◆ Extracted data entries
----------------------------------------

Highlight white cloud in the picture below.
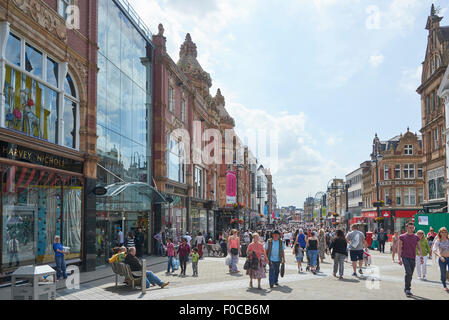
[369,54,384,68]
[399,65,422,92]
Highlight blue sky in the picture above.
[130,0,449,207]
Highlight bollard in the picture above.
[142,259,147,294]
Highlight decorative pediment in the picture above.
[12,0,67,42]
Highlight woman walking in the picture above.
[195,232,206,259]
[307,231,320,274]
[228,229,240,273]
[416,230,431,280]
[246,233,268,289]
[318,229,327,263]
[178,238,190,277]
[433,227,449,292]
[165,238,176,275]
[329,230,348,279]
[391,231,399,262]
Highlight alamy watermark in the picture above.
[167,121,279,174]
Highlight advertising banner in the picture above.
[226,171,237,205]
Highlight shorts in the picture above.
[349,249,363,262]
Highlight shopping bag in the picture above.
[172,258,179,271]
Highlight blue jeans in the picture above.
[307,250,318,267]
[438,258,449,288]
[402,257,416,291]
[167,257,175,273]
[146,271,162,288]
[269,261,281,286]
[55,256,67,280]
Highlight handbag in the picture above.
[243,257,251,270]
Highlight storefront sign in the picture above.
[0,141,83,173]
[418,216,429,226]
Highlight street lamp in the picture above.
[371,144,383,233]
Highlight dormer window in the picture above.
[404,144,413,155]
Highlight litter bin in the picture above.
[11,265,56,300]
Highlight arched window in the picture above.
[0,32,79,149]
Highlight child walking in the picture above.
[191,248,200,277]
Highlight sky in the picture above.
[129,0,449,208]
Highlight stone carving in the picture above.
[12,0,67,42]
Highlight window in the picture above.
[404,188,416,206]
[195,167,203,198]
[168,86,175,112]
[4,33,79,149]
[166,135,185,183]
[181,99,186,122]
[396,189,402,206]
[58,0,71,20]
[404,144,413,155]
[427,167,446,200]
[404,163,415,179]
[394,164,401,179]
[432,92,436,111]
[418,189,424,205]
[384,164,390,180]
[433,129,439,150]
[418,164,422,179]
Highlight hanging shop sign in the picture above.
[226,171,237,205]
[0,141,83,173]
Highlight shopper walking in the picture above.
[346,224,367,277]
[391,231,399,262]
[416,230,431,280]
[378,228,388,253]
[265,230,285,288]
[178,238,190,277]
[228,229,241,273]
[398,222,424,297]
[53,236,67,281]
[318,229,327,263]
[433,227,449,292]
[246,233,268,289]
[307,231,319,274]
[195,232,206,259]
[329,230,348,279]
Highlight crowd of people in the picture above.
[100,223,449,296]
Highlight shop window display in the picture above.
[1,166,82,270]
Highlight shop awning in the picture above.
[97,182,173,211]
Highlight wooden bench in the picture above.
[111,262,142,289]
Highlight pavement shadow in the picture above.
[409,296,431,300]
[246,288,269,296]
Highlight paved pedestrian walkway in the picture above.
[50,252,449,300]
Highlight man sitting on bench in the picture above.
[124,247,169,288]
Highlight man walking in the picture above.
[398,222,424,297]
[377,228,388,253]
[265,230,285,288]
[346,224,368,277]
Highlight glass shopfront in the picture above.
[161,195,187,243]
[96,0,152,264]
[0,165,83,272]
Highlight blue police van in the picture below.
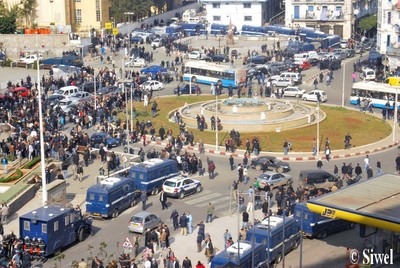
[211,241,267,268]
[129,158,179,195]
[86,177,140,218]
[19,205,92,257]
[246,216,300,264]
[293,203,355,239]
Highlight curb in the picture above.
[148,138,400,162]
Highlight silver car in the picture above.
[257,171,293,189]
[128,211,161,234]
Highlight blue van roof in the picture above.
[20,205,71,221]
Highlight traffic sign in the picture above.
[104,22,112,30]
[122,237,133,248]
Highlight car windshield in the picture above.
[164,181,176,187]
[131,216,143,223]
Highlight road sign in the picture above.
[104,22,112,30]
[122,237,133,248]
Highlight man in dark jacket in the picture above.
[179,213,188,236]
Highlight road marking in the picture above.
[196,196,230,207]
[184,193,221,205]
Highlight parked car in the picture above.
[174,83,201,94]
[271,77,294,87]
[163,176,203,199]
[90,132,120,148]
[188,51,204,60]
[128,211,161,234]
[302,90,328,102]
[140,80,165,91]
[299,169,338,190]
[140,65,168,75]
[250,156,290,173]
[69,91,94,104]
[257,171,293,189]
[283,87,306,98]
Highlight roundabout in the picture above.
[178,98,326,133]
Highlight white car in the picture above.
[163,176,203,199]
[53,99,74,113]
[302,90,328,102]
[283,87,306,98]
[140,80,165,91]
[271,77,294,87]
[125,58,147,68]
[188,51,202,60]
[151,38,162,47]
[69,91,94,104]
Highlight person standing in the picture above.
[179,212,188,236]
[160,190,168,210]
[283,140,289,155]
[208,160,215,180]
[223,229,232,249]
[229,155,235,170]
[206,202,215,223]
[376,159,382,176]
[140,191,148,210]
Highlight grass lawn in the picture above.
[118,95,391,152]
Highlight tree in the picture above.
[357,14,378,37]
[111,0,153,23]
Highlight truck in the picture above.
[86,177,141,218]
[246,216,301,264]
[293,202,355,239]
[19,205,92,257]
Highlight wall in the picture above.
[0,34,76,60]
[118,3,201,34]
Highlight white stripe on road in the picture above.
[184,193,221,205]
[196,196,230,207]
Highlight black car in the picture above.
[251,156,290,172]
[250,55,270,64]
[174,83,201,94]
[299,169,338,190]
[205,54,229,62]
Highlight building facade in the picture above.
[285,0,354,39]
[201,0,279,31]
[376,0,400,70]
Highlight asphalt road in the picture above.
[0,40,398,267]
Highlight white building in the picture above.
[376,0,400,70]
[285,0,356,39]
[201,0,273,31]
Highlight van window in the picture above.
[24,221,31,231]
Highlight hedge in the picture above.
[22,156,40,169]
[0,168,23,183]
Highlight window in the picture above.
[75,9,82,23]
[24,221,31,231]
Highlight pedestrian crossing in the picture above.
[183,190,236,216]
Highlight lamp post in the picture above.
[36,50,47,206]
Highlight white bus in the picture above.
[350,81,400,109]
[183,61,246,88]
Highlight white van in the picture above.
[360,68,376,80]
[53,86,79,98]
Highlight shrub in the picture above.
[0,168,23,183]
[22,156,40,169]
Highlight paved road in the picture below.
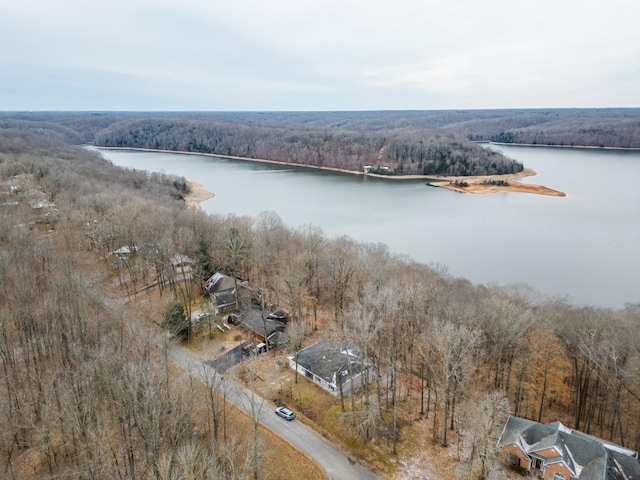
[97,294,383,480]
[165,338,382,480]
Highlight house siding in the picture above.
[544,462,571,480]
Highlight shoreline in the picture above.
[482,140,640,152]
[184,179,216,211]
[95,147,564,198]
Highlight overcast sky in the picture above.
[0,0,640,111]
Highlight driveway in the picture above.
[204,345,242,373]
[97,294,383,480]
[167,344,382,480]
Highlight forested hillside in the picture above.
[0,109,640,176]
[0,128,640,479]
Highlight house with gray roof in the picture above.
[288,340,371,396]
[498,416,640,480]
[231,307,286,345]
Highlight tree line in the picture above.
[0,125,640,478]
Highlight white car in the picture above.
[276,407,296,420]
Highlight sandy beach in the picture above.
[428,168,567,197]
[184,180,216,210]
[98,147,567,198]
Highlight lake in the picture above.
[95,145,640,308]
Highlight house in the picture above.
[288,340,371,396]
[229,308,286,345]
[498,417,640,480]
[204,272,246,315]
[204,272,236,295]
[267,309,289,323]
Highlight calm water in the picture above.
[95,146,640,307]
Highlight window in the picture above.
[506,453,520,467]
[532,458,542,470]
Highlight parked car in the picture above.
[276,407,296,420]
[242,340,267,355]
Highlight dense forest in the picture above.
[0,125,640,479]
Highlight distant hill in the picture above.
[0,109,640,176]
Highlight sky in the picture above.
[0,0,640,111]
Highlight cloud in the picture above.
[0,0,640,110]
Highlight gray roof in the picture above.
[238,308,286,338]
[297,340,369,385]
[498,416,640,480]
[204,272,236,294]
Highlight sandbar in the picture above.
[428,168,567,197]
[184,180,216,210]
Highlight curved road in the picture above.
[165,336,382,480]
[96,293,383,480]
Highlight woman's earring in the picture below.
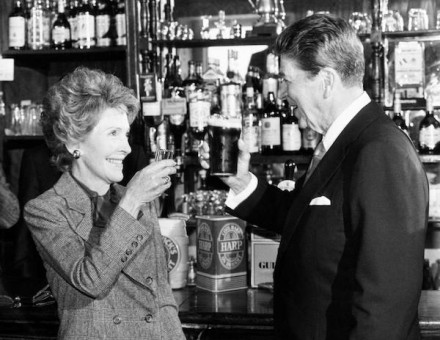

----------------------------------------

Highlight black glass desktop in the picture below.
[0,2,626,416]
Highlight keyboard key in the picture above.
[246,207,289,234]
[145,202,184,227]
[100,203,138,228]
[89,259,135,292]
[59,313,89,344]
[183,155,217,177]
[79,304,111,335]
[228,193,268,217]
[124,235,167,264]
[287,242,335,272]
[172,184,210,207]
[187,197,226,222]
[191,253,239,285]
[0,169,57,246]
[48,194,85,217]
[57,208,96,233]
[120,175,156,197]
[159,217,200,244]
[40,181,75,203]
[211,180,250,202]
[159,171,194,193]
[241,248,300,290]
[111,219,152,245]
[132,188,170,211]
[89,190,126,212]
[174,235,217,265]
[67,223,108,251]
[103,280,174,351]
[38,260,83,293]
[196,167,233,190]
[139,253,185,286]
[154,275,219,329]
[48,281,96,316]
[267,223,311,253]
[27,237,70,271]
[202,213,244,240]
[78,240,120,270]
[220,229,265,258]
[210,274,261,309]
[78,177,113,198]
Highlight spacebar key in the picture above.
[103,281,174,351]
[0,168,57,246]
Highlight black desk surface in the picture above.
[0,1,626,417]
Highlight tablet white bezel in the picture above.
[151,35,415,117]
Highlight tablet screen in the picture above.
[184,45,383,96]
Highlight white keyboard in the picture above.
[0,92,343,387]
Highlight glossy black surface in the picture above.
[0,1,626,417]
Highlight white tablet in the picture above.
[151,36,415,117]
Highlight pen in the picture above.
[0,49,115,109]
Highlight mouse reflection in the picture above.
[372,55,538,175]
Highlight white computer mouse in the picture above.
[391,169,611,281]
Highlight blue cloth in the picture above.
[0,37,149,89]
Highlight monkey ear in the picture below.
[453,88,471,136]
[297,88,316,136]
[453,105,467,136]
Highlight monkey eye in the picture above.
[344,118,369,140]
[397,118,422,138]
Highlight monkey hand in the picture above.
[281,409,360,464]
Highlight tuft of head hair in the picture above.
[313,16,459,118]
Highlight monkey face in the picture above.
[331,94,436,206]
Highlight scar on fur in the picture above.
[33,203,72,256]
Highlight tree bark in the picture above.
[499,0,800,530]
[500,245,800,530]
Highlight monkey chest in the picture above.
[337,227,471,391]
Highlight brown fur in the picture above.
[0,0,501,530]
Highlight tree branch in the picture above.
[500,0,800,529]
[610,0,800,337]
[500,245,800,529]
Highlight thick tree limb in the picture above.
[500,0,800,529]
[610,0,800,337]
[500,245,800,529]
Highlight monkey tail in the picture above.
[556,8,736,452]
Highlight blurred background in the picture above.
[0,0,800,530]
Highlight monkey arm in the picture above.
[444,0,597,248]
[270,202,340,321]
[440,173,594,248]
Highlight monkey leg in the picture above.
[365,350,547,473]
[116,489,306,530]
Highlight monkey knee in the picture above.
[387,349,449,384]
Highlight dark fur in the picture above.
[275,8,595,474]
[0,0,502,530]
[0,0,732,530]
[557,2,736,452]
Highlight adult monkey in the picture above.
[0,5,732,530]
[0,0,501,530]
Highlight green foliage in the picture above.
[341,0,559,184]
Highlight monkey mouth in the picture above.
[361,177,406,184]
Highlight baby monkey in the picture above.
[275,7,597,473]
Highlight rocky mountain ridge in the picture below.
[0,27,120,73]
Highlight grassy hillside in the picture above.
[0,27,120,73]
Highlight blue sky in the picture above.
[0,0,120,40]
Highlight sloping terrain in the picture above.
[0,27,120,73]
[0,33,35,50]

----------------------------------------

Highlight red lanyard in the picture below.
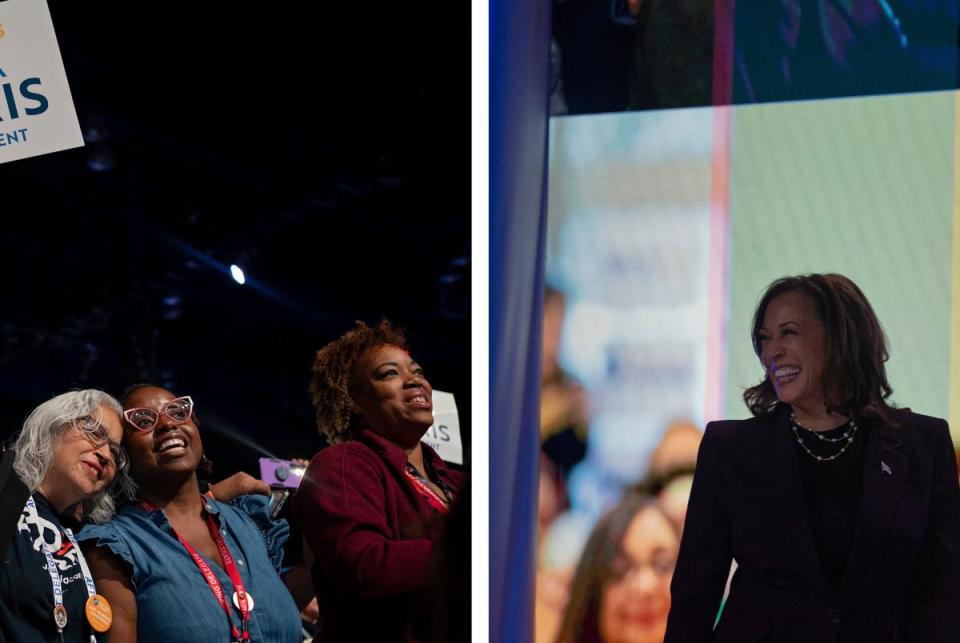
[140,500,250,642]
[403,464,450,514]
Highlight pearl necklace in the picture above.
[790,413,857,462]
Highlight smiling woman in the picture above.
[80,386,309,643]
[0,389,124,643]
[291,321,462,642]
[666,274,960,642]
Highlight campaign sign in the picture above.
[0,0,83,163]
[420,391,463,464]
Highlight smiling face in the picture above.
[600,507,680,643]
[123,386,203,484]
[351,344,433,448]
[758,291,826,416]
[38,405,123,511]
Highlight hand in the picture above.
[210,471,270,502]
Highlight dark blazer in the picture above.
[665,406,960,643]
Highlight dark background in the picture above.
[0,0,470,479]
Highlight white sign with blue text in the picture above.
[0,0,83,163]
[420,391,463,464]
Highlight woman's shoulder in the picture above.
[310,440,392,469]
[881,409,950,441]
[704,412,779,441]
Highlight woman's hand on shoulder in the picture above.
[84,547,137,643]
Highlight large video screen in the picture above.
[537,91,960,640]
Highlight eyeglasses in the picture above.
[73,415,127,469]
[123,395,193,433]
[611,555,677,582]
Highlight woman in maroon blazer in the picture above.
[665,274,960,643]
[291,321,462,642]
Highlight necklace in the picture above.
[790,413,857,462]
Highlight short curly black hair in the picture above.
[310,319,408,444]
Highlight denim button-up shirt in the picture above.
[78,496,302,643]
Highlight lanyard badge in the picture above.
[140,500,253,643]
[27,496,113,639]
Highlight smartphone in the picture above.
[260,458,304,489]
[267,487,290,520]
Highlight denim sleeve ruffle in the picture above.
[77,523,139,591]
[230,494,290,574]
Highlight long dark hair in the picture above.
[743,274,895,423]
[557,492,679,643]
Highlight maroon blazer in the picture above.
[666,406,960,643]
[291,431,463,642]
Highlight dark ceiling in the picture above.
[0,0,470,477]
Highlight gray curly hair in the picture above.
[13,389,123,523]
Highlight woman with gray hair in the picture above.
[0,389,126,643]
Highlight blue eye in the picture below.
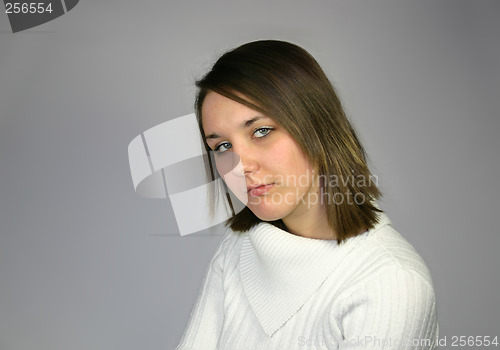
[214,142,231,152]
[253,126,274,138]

----------------------------------------

◆ Task requirements
Please show every line in the records above that contains the word "blue". Matching is case-sensitive.

◆ Task response
Highlight blue sky in the picture above.
Highlight blue jeans in the picture above.
Highlight blue police van in the picture below.
Highlight blue van roof in the picture above.
Highlight blue cloth in the picture above.
Highlight blue sky in the picture above.
Highlight white sign with blue text in the picture above.
Highlight blue eye in the picture below.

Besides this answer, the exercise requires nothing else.